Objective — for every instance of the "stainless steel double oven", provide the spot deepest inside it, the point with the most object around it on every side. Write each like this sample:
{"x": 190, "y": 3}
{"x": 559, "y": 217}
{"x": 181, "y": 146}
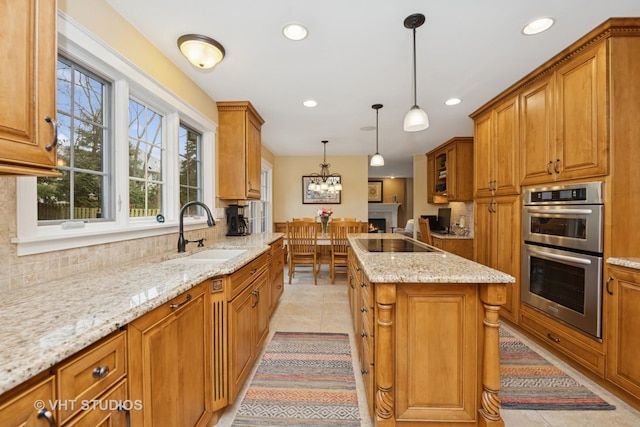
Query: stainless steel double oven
{"x": 562, "y": 253}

Exercise:
Could the data above be repeated exactly, with every picture dropped?

Output:
Objective — for every instance of the "stainless steel double oven", provide the spot deepest inside it, the point with the most object around it on every side. Write each like this sample:
{"x": 190, "y": 3}
{"x": 559, "y": 217}
{"x": 181, "y": 146}
Query: stainless steel double oven
{"x": 562, "y": 253}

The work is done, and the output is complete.